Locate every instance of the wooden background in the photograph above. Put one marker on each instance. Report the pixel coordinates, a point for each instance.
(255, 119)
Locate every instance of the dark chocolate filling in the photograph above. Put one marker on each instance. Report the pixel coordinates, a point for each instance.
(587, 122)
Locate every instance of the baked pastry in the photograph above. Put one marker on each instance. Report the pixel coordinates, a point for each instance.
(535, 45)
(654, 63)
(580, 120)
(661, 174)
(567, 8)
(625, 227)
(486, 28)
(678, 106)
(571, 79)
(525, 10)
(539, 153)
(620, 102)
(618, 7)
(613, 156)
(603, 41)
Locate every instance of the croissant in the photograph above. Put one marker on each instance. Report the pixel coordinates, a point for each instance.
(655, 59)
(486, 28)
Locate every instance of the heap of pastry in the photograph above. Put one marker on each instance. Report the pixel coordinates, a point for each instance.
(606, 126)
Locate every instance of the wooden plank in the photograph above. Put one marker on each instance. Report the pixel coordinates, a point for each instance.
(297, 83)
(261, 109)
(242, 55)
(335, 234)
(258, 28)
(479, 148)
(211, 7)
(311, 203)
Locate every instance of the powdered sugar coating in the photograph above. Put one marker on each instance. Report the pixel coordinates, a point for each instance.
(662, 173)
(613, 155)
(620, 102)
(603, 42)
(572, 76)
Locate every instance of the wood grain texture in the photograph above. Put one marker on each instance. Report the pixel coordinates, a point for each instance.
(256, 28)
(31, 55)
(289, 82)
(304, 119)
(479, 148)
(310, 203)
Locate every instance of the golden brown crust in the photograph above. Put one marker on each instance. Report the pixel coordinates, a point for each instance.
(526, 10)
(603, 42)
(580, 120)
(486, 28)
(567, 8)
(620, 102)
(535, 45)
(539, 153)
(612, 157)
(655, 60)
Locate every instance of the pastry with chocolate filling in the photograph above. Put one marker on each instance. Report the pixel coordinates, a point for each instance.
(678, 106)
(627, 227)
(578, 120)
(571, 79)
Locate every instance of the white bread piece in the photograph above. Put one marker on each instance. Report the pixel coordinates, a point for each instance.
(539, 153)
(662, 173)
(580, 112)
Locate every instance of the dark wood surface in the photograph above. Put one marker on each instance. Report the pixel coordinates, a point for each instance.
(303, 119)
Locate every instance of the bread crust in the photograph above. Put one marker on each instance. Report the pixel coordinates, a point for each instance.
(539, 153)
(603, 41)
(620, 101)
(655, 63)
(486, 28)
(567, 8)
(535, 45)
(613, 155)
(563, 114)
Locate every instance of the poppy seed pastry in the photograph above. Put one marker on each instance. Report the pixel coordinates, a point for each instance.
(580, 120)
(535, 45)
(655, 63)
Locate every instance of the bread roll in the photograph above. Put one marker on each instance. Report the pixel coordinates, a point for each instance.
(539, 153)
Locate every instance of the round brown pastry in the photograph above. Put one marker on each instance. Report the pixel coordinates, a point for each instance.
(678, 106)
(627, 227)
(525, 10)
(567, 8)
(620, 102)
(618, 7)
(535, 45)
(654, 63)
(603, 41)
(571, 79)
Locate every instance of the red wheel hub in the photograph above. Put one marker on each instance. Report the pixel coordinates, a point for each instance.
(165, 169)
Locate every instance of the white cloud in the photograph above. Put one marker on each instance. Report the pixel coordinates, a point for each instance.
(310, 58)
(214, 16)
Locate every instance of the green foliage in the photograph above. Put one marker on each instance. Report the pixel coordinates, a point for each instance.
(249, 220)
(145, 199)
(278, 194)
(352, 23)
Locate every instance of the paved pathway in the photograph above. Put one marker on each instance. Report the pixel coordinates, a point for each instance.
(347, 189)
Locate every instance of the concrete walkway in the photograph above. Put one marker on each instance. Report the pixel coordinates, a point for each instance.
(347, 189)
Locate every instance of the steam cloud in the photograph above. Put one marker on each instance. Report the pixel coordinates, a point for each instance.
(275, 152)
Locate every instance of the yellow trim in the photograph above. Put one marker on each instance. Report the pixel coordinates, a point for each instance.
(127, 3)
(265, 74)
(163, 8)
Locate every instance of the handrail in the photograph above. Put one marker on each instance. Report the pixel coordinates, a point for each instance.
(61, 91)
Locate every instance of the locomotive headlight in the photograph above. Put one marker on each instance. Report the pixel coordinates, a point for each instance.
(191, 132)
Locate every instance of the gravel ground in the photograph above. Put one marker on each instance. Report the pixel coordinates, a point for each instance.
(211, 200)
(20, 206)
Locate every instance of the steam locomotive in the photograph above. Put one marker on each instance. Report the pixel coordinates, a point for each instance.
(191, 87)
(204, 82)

───

What the task requires
Copy every record above exactly as it is.

Exercise answer
Locate every instance of the wooden background in the photograph above. Put one marker on each instance. Report the pixel coordinates, a point for each instance.
(255, 119)
Locate every instance of the dark chocolate filling in the photograph above. Put one marker on each instance. Report the pixel coordinates, a point for each instance.
(587, 122)
Locate every instance of the baked pastry in the photograph above. Put one marker on each instance. Report the pixel coordinates, a point for each instance.
(535, 45)
(654, 63)
(580, 120)
(661, 174)
(567, 8)
(625, 227)
(486, 28)
(678, 106)
(571, 79)
(525, 10)
(539, 153)
(620, 102)
(618, 7)
(613, 156)
(603, 41)
Locate every instance of the croissant in the photograph above. Put one marker on each instance. Report the pixel coordinates, a point for each instance.
(655, 59)
(486, 28)
Locate every instance of the heap of pastry in the photograph above. Put one marker on each instance. Report the pixel coordinates, a point for each instance.
(606, 126)
Locate every instance of the wooden plank in the photograph above. Put one marker on each instance. Report the pixel coordinates, a point for each instance.
(297, 83)
(261, 109)
(242, 55)
(335, 234)
(258, 28)
(479, 148)
(211, 7)
(311, 203)
Locate every instance of the powdered sugar coating in the photograph above. Put one marker on each instance. Report the pixel coordinates, a point for each instance.
(662, 173)
(613, 155)
(620, 102)
(603, 42)
(572, 76)
Locate every instance of the wood grain texture in the photograph above. Put one marker on each instance. Report the pixel coordinates, a point for each instance.
(256, 28)
(31, 55)
(289, 82)
(304, 119)
(479, 148)
(310, 203)
Locate every instance of the golden brown crust in the photograph above. Put one marker on each instance. Report the pixel coordinates, a point for each instance.
(526, 10)
(603, 42)
(580, 120)
(486, 28)
(567, 8)
(620, 102)
(535, 45)
(539, 153)
(612, 157)
(655, 60)
Locate every instance of the pastry with chocolate filling in the photograph above. Put one marker on each instance. Report the pixel coordinates, a point for each instance.
(678, 106)
(627, 227)
(578, 120)
(571, 79)
Locate every instance of the white bread piece in the photograph above. Put one marker on each instance. Report the pixel coordinates, a point for each instance.
(539, 153)
(662, 173)
(580, 112)
Locate every instance of the dark wood surface in the photograph above. Put one marker on each instance. Report the pixel coordinates, a point for each instance.
(303, 119)
Locate every instance of the bread crust in the photograph above. Put one marker on each instance. Report the pixel coordinates, a point for each instance.
(539, 153)
(603, 41)
(620, 101)
(655, 63)
(486, 28)
(567, 8)
(535, 45)
(613, 155)
(563, 114)
Locate every instance of the poppy seed pastry in the photograph above. Put one marker on each instance. Report the pixel coordinates, a point for each instance.
(580, 120)
(535, 45)
(655, 63)
Locate every instance of the bread roll in the photograph above. Put one marker on each instance. Report the pixel coordinates, a point for each instance.
(539, 153)
Locate every instance of the round brown pastry in the photograph above. Put one marker on each instance. Report the pixel coordinates, a point for each instance.
(678, 106)
(627, 227)
(525, 10)
(567, 8)
(620, 102)
(618, 7)
(535, 45)
(654, 63)
(603, 41)
(571, 79)
Locate every instance of the red wheel hub in the photograph above. Put one marker on each instance. Report the pixel coordinates, a point for each instance.
(165, 169)
Locate every instance of the white cloud in the photograph above. Put one marker on each instance. Report the pixel coordinates, a point for each instance.
(310, 58)
(214, 16)
Locate every instance of the green foliage in the photograph above. Put one marker on each instance. Report the pixel coordinates, a point for each instance.
(249, 220)
(145, 199)
(278, 194)
(352, 23)
Locate every instance of the paved pathway in the photograph above. Put one marker on each instance. Report the pixel coordinates, a point for each instance.
(347, 189)
Locate every instance of the concrete walkway in the photograph above. Put one marker on each instance. Report the pixel coordinates, a point for each instance.
(347, 189)
Locate every instance of the steam cloud in the photograph above. Put one marker on each instance. Report the pixel coordinates, a point for each instance.
(275, 152)
Locate every instance of the yellow trim in the photograph above. Put one marker on each instance. Report the pixel coordinates, a point for each instance.
(127, 3)
(265, 74)
(163, 8)
Locate every instance of the handrail in the photograph above. Put one marker on each instance. Report the pixel coordinates, a point for each instance.
(61, 91)
Locate every instance of the locomotive headlight in the photograph above. Put one marker on each instance. Report the pixel coordinates, a point for each instance.
(191, 132)
Locate every instance of the gravel ground in the photograph above. Put one marker on each instance. Report the pixel coordinates, a point for each instance.
(211, 200)
(20, 206)
Locate every instance of the steam locomotive in the photograph above. Put one marker on each instance. Report the pixel coordinates, a point for each instance.
(191, 87)
(204, 82)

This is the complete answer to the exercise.